START Data for this task

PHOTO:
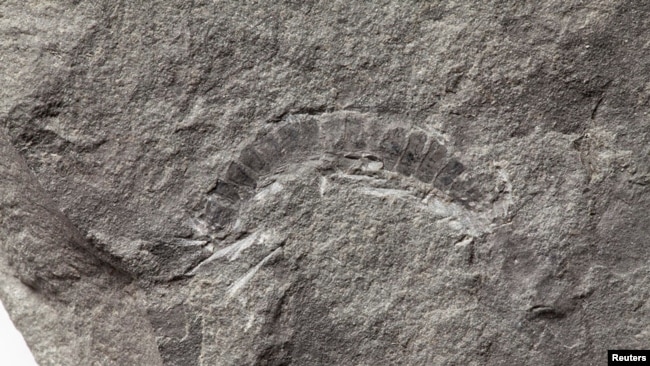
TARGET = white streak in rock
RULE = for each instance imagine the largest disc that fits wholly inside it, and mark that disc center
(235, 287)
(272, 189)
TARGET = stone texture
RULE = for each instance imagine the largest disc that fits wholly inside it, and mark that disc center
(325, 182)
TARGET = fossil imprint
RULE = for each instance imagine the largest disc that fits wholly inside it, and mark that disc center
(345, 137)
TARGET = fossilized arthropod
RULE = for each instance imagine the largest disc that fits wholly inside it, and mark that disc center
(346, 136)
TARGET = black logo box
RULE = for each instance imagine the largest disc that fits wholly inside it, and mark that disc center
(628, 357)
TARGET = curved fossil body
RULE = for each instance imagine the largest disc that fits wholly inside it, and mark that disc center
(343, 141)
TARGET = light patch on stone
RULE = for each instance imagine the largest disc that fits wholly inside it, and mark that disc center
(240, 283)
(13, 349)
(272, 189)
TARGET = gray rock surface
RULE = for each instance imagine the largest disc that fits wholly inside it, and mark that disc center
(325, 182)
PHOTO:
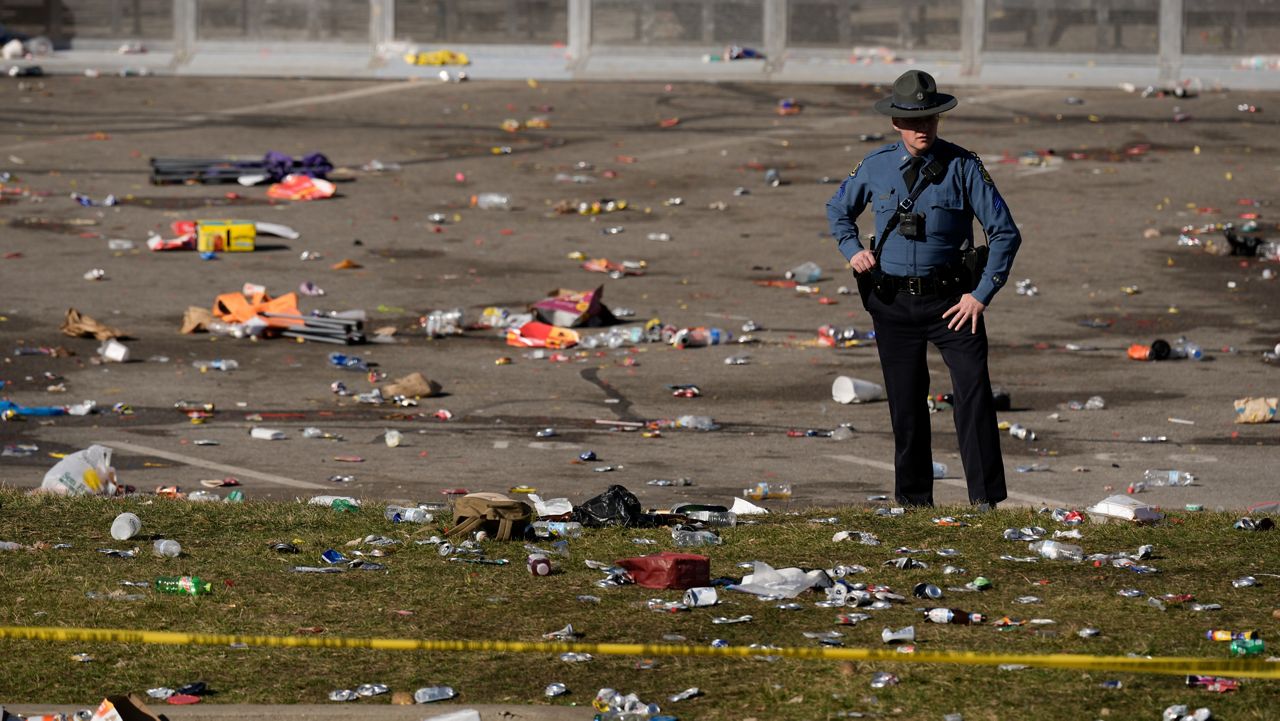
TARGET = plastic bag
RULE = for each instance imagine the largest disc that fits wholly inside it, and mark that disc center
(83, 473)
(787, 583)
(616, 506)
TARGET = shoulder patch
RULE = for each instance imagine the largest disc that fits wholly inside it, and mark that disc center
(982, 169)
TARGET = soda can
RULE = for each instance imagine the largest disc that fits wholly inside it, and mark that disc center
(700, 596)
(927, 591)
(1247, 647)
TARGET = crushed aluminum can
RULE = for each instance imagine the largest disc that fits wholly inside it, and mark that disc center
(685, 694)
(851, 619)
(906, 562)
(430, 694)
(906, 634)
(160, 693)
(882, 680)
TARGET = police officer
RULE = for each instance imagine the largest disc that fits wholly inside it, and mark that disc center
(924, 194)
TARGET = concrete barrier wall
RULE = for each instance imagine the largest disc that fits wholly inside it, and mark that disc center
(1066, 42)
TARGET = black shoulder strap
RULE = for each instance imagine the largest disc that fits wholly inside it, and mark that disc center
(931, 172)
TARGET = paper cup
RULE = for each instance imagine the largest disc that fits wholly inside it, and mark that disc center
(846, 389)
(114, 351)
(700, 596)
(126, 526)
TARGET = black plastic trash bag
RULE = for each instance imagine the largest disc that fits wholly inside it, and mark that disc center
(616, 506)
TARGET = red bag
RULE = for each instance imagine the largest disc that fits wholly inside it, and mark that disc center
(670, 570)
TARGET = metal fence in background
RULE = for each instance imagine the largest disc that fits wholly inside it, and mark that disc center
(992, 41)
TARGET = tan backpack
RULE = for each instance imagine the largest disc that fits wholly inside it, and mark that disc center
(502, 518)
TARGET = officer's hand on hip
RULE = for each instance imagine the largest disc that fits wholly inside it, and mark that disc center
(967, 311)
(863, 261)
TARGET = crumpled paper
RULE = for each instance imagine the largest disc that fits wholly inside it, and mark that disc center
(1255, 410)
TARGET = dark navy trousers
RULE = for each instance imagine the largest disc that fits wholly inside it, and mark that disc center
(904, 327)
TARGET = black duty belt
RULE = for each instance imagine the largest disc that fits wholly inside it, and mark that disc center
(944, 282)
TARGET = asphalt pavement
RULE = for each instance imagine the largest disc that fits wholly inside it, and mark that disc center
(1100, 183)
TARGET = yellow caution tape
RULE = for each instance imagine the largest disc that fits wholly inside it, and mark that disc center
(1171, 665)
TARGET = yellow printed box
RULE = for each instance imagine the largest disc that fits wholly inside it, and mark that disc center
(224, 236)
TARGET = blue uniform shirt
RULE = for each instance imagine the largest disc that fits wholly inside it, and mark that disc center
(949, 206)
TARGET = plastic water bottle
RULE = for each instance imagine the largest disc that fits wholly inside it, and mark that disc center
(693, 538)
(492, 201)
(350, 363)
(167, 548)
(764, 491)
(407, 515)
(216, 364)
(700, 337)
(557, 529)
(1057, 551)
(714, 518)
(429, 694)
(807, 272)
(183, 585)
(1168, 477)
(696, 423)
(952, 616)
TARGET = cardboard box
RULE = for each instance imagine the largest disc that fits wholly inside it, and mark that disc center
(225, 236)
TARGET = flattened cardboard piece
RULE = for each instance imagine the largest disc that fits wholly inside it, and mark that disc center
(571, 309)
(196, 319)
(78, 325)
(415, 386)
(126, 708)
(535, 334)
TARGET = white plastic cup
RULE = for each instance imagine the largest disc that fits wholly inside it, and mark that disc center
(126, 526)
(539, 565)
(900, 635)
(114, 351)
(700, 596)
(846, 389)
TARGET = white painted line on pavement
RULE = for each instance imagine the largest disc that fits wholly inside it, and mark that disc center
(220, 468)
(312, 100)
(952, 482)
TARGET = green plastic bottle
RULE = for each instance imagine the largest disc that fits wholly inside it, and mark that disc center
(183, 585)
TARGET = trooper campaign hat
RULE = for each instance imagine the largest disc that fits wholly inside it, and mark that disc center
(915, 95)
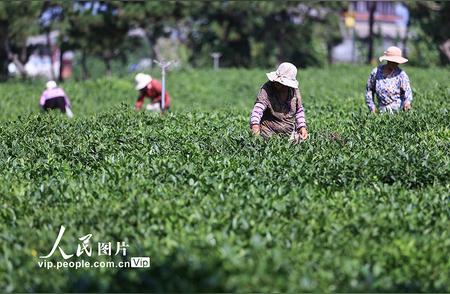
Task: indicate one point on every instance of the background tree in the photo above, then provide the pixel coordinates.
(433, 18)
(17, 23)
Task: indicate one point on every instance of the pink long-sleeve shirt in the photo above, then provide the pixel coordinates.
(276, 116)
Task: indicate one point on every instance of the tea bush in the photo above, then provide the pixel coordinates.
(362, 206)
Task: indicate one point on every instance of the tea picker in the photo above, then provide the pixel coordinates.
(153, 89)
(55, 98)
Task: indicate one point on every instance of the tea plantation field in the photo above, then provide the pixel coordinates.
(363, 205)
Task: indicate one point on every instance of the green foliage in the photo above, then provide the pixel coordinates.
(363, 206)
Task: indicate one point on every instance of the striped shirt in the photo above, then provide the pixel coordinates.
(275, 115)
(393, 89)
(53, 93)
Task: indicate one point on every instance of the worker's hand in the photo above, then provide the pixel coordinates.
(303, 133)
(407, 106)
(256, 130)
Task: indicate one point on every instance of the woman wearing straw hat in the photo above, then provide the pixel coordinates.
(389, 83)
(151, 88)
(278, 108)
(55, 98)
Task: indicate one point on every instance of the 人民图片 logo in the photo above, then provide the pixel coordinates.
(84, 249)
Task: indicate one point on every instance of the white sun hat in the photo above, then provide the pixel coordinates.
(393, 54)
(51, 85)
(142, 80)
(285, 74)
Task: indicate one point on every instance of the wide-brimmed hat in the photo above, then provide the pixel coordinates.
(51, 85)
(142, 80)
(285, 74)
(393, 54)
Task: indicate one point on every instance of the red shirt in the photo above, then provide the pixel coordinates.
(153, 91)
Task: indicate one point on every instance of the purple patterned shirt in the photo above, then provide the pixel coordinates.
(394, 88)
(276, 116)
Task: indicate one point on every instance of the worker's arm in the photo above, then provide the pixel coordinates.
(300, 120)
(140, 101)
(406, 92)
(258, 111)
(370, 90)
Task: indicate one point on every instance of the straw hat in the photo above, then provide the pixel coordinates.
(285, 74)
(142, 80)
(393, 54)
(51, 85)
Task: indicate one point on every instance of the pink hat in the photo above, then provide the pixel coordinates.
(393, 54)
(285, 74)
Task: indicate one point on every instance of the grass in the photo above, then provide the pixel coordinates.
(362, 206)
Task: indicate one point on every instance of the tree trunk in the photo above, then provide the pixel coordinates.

END Data for this task

### Activity
Find where the line with "TARGET = blue uniform shirt" sits in the material above, then copy exactly from it through the line with "TARGET = white plastic cup". Add no other line.

### Response to the task
TARGET = blue uniform shirt
RULE = for each instance imagine the largest disc that fits wholly inside it, and mark that disc center
(949, 206)
TARGET = plastic water bottle
RULE = for each instance imagine the largest disc that fits wholly inside it, and mark that disc center
(693, 538)
(492, 201)
(350, 363)
(167, 548)
(764, 491)
(407, 515)
(216, 364)
(700, 337)
(557, 529)
(1057, 551)
(714, 518)
(429, 694)
(807, 272)
(183, 585)
(1168, 477)
(696, 423)
(952, 616)
TARGET = cardboard box
RULE = for each instance imagine the largest disc that fits wholly inside it, and mark that disc center
(225, 236)
TARGET = flattened cardboard piece
RULE = for each instance imagine the largest disc that fits wholly inside it, and mark that disc center
(571, 309)
(196, 319)
(78, 325)
(415, 386)
(126, 708)
(535, 334)
TARGET = white plastic cup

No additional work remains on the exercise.